===== INFORMATION PROVIDED =====

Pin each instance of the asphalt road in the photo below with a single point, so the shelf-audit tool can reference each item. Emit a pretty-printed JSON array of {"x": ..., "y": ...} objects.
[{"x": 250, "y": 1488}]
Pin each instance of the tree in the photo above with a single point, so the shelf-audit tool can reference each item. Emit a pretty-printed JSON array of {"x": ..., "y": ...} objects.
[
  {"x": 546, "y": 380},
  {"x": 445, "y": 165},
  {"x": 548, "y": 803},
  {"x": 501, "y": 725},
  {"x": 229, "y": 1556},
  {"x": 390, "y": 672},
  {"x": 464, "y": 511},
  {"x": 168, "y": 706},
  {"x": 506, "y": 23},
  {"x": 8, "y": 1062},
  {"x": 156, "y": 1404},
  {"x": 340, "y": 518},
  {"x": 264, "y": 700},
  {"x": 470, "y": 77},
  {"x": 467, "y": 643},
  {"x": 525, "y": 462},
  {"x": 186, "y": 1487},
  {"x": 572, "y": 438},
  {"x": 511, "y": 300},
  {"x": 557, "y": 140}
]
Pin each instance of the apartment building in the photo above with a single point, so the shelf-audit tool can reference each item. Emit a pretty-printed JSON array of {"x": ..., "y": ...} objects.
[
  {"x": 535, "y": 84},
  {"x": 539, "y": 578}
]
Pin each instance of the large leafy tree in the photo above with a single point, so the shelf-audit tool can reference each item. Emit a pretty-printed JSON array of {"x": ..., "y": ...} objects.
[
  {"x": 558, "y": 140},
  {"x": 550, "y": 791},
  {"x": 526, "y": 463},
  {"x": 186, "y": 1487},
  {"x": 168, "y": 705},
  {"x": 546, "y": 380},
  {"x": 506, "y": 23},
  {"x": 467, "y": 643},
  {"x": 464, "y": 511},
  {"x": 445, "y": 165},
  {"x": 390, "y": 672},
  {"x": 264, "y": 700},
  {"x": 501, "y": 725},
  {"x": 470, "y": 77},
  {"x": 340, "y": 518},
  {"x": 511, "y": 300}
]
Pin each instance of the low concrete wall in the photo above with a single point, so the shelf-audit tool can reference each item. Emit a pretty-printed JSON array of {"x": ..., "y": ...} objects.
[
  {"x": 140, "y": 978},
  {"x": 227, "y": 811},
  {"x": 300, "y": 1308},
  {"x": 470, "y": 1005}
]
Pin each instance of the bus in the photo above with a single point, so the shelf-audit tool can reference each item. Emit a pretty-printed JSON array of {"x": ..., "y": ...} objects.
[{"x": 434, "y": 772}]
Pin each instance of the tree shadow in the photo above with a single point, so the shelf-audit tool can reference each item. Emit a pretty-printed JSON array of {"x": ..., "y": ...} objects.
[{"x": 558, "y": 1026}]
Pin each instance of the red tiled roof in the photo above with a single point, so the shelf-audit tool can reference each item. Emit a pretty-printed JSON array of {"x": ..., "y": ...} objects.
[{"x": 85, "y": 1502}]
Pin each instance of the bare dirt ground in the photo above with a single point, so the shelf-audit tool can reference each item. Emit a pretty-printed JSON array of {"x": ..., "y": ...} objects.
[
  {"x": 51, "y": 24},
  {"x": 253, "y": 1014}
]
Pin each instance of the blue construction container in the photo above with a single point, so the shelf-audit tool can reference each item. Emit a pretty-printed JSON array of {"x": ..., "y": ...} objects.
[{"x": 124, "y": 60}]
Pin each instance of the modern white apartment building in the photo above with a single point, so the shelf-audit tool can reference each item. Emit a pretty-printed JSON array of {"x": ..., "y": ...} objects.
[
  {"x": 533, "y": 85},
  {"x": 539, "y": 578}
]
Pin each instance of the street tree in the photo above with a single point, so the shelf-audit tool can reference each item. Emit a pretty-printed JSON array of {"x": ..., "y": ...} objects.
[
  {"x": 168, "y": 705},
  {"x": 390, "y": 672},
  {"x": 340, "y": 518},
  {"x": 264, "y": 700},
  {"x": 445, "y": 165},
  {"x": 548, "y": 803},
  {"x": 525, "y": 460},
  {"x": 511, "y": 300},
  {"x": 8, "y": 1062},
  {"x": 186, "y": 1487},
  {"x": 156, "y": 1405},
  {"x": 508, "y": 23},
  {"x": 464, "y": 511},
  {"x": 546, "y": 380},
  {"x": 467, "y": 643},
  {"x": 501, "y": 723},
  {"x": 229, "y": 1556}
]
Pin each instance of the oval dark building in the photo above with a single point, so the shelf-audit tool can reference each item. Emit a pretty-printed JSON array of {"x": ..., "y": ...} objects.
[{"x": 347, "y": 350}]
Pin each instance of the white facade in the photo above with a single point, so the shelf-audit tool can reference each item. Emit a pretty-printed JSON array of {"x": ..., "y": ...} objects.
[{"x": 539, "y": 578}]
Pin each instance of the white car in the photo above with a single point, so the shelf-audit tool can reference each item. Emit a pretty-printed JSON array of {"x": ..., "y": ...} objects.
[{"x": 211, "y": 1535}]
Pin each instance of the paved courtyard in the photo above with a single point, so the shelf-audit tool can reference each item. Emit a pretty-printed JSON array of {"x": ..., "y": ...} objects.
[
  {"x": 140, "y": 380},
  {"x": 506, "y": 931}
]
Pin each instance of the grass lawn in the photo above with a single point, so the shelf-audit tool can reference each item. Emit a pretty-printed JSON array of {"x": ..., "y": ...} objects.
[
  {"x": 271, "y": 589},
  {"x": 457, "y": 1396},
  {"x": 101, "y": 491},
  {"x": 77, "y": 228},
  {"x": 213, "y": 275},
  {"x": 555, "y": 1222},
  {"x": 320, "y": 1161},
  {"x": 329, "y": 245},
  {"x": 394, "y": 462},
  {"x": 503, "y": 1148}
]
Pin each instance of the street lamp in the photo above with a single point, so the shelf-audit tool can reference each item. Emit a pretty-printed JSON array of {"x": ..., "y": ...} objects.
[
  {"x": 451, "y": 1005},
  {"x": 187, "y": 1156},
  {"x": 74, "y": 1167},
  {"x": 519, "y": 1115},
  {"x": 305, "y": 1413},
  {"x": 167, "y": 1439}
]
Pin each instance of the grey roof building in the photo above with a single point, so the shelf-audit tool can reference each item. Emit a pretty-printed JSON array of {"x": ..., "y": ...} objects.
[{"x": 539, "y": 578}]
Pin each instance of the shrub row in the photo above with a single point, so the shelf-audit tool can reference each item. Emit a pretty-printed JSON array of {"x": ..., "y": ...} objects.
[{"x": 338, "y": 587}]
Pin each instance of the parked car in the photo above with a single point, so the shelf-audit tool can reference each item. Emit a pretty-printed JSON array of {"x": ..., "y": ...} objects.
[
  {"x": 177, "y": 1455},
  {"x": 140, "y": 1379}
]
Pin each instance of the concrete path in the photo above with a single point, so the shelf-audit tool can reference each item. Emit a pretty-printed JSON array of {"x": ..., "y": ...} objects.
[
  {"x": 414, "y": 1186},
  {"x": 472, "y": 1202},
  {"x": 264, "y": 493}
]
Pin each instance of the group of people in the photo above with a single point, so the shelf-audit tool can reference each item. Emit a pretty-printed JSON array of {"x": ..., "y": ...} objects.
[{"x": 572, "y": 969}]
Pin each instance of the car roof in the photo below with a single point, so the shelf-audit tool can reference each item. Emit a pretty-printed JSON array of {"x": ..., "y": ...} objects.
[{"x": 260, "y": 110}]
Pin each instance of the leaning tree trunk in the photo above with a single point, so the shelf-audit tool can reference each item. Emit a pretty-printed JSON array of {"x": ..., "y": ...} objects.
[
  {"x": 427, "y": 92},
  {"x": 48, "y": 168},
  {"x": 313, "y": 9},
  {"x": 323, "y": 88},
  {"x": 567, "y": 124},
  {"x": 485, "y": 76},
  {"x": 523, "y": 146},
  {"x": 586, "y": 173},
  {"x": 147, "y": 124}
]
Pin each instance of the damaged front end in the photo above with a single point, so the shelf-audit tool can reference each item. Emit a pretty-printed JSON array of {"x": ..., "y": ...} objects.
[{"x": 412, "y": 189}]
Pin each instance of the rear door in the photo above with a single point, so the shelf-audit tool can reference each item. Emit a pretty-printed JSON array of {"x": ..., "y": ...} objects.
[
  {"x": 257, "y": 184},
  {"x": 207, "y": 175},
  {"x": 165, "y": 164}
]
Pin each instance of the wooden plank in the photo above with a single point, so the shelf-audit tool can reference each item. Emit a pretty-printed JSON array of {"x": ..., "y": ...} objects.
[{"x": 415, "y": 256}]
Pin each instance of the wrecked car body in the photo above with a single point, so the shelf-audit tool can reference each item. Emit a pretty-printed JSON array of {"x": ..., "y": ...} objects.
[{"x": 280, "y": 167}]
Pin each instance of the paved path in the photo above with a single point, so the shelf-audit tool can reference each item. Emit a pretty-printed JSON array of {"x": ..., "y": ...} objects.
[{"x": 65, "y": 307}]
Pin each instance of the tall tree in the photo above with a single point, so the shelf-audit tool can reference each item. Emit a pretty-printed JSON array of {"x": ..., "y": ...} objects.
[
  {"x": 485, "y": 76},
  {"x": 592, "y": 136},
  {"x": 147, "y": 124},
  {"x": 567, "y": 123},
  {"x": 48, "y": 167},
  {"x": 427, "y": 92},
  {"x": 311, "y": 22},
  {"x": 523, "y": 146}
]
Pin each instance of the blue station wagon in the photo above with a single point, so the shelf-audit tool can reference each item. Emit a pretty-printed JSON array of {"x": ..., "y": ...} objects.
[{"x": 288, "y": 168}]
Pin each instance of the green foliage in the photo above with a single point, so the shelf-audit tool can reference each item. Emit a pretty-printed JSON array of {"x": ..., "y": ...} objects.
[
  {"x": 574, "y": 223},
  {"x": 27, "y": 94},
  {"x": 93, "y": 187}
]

=====

◆ TASK GOAL ◆
Please retype the lines above without any changes, beginning with the line that contains "Pin each instance of the blue station" and ending with the final line.

◆ EXERCISE OUTPUT ◆
Pin each instance of the blue station wagon in the photo above with a single point, so the shelf-audit tool can reference each item. Emit a pretty-printed JSON array of {"x": ..., "y": ...} objects.
[{"x": 288, "y": 168}]
Pin each instance of the green foliage in the photo above with a single point, so the shelf-audit tool can reference each item. Emit a pretty-printed JSON array of {"x": ..., "y": ...} objects.
[
  {"x": 574, "y": 223},
  {"x": 27, "y": 94},
  {"x": 93, "y": 187}
]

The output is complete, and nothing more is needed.